● What is expected
Copy out the line containing "Reviewer note: check that every instance of the gooseneck" and each line after it, through the last one in the material, exactly as written.

[Data listing]

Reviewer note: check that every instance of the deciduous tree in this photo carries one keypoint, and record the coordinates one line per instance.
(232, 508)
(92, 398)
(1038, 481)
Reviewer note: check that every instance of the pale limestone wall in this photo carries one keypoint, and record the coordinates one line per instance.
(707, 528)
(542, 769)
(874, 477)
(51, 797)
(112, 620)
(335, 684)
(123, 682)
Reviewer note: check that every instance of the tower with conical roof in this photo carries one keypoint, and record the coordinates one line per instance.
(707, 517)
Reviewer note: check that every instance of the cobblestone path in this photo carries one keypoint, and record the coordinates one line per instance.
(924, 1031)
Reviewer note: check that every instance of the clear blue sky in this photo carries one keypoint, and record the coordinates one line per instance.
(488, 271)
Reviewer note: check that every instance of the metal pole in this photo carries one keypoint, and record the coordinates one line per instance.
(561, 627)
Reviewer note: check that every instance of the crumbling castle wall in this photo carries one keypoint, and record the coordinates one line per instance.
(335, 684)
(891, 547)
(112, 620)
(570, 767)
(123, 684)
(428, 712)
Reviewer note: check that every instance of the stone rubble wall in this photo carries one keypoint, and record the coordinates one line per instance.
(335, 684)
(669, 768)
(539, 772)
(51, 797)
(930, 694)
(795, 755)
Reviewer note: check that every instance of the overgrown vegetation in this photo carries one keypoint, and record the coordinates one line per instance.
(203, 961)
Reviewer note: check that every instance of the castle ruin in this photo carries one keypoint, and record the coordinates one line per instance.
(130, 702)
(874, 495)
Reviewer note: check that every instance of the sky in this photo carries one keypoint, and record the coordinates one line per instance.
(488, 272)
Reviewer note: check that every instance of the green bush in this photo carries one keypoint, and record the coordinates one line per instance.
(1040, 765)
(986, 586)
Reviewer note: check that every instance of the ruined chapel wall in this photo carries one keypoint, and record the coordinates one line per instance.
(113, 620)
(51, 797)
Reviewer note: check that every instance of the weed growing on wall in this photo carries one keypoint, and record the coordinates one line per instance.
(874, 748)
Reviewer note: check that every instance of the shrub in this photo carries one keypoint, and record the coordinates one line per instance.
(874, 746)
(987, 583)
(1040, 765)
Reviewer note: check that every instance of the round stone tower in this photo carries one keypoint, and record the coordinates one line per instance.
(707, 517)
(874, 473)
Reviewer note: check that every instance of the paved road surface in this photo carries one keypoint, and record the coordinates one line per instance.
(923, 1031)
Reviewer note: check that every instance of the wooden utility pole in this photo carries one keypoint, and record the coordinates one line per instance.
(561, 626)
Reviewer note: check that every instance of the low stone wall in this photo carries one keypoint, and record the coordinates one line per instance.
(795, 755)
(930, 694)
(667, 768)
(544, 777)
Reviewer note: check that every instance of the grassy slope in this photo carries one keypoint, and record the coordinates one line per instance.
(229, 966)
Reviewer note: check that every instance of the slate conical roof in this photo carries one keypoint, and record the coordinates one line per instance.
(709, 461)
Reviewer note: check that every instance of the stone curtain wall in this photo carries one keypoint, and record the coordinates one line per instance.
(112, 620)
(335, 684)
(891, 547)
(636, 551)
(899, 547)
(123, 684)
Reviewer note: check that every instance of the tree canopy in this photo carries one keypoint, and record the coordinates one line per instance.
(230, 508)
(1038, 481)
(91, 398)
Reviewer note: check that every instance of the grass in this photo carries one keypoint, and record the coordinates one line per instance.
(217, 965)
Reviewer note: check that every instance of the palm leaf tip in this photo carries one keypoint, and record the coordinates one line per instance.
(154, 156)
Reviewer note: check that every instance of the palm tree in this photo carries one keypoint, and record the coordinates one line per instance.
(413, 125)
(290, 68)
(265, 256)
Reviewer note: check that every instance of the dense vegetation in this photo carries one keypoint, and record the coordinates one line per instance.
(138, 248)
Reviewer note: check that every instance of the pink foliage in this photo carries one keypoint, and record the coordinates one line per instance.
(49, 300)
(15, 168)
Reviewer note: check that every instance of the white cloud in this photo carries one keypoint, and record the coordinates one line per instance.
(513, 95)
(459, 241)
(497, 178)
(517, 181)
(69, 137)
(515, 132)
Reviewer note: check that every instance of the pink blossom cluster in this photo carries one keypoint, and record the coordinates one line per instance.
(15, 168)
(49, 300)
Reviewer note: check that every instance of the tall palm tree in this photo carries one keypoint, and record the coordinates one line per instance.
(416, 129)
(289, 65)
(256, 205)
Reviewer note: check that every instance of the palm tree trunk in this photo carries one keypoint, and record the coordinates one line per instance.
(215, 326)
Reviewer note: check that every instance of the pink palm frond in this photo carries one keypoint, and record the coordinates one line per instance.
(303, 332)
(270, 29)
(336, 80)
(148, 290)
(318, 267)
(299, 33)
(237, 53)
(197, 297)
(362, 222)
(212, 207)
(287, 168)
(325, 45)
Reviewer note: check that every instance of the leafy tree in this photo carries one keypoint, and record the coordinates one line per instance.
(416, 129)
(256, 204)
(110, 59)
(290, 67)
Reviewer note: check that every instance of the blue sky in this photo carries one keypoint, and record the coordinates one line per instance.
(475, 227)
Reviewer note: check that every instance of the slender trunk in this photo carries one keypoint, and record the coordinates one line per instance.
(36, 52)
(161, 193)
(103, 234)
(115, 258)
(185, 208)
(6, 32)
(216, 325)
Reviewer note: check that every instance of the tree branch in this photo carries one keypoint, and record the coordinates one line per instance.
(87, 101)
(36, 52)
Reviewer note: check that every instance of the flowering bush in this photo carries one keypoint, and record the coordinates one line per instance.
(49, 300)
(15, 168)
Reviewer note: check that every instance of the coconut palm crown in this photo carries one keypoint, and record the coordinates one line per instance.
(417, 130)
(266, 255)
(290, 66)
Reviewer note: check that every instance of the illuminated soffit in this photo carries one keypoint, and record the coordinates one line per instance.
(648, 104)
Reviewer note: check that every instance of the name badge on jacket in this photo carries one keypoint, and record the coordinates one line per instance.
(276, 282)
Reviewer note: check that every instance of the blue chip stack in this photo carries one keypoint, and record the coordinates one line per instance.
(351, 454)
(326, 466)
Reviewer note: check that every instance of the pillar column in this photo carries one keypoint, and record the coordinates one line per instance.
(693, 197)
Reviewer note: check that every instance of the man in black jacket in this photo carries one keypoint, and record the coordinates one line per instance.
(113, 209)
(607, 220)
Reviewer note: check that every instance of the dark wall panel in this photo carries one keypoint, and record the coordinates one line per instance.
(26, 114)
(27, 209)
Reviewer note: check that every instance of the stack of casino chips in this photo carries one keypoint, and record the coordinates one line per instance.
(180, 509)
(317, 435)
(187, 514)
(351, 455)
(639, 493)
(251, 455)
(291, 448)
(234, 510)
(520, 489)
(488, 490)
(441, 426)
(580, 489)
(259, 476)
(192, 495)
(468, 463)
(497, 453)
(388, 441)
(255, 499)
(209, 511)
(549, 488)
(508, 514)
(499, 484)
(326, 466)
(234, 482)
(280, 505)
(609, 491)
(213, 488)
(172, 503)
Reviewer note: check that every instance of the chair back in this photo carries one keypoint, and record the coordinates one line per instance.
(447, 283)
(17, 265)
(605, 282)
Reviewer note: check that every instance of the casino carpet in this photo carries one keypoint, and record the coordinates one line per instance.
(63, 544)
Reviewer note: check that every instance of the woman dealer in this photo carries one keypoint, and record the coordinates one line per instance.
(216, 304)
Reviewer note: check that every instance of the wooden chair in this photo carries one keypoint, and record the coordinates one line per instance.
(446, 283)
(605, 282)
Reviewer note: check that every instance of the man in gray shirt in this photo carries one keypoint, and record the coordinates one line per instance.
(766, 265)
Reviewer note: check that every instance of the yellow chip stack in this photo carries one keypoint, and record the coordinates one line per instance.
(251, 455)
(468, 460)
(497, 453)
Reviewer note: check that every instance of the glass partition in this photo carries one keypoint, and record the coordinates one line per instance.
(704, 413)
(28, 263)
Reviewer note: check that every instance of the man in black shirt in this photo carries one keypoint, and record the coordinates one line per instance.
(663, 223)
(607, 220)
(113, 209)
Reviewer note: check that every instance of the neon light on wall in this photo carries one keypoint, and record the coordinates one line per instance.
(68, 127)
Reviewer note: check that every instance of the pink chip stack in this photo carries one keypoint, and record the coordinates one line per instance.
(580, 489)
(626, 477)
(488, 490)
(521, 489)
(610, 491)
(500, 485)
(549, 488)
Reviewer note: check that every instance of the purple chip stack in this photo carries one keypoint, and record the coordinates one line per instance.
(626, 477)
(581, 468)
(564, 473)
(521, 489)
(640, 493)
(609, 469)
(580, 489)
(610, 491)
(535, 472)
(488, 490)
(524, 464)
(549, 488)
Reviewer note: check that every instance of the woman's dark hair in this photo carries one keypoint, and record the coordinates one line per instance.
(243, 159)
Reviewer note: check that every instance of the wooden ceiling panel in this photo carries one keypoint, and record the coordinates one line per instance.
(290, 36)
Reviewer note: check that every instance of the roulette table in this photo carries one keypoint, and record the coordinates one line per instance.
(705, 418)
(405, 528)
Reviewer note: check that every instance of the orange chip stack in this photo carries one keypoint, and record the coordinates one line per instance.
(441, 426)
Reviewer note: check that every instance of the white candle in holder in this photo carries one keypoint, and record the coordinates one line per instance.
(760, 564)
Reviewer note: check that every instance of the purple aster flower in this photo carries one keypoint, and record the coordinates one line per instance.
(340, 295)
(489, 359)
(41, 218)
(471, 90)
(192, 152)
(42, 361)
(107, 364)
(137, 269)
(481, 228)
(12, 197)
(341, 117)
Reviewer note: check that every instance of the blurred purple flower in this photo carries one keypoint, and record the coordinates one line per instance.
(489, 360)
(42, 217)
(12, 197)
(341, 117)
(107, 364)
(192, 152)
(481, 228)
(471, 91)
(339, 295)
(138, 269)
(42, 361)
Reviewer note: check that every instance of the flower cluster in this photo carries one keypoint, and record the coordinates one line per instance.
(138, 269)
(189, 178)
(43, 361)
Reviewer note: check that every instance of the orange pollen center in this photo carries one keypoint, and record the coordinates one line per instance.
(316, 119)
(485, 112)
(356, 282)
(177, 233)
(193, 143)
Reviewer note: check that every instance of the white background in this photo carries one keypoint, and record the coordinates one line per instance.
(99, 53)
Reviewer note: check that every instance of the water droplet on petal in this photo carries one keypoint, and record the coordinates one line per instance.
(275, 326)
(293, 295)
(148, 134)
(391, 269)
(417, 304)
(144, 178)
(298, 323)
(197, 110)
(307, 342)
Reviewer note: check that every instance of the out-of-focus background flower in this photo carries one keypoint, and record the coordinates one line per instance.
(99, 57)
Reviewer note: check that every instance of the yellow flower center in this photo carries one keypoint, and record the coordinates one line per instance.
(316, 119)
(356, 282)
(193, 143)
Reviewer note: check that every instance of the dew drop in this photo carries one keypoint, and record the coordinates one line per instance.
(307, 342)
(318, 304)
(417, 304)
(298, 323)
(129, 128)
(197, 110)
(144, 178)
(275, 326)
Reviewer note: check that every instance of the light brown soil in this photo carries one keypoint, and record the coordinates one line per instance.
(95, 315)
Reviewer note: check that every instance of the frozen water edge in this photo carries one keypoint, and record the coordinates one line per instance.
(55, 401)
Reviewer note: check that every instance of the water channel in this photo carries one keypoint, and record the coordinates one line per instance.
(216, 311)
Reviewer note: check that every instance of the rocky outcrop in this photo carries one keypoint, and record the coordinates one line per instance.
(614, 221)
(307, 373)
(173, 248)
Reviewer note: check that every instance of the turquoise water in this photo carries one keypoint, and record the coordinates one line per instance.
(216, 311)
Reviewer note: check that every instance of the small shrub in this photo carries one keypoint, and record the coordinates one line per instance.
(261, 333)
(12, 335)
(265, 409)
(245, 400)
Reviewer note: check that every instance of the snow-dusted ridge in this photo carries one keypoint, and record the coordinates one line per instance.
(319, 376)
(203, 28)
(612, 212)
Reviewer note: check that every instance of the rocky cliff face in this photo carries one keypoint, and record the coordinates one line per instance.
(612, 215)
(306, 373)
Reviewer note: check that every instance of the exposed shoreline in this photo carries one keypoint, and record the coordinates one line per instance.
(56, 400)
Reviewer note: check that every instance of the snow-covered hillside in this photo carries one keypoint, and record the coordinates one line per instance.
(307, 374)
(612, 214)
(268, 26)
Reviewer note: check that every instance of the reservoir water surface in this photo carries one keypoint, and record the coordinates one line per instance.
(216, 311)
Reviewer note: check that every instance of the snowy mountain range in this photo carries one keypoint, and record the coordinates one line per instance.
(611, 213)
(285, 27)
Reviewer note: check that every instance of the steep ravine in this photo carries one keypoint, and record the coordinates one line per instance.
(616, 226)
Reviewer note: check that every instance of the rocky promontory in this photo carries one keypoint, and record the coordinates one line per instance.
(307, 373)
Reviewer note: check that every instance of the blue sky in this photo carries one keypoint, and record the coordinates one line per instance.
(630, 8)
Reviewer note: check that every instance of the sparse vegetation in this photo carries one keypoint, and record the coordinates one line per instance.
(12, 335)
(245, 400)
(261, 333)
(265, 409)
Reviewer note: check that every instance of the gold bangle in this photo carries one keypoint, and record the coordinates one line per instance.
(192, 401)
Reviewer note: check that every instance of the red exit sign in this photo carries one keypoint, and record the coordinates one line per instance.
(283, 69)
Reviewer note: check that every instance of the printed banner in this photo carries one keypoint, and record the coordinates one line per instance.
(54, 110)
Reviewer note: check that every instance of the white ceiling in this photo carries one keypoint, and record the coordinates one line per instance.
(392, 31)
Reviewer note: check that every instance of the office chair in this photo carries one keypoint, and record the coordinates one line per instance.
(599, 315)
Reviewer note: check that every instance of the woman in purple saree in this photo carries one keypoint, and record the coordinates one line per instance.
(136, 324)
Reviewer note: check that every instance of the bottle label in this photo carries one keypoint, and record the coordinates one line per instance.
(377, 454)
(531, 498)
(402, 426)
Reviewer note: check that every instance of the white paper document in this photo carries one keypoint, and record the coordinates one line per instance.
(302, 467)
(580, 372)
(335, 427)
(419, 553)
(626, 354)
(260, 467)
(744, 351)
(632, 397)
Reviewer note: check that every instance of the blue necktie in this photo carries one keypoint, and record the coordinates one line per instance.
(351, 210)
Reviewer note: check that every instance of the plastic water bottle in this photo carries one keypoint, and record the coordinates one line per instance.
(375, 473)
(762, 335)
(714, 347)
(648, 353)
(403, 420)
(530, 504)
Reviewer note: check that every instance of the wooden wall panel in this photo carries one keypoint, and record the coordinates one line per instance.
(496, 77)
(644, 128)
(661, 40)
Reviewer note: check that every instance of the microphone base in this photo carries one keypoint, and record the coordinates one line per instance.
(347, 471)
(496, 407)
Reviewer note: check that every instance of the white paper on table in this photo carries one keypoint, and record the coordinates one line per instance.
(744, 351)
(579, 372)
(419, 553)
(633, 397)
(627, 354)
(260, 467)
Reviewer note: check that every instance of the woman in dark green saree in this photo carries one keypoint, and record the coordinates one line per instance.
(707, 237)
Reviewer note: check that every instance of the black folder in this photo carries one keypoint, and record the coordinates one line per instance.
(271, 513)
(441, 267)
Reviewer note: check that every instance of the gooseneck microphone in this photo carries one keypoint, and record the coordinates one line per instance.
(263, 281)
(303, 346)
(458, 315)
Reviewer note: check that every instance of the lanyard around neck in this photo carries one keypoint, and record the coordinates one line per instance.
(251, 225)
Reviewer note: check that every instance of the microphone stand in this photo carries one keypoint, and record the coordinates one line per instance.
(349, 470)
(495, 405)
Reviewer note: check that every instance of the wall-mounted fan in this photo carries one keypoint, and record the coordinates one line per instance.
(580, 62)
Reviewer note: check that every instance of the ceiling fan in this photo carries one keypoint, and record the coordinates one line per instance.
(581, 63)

● Solution to the problem
Reviewer note: check that every instance of the gooseneck microphone in this photo carries one keypoint, and record the coordinates one line per instance.
(263, 281)
(303, 346)
(458, 315)
Reviewer note: check that every instance of the lanyard around neck in this photo carries one keypoint, and record the coordinates one line per instance.
(251, 225)
Reviewer note: check that every instance of the microphone stand in this photo carries one keypoint, and record the coordinates one line per instance.
(349, 470)
(495, 405)
Reviewer note: check that every instance of the wall-mounted fan in this photo carries one keypoint, and record the coordinates one line per instance.
(580, 62)
Reviewer note: check that every instance of the ceiling fan in this photo carries one keypoint, and record the coordinates one line per instance.
(581, 63)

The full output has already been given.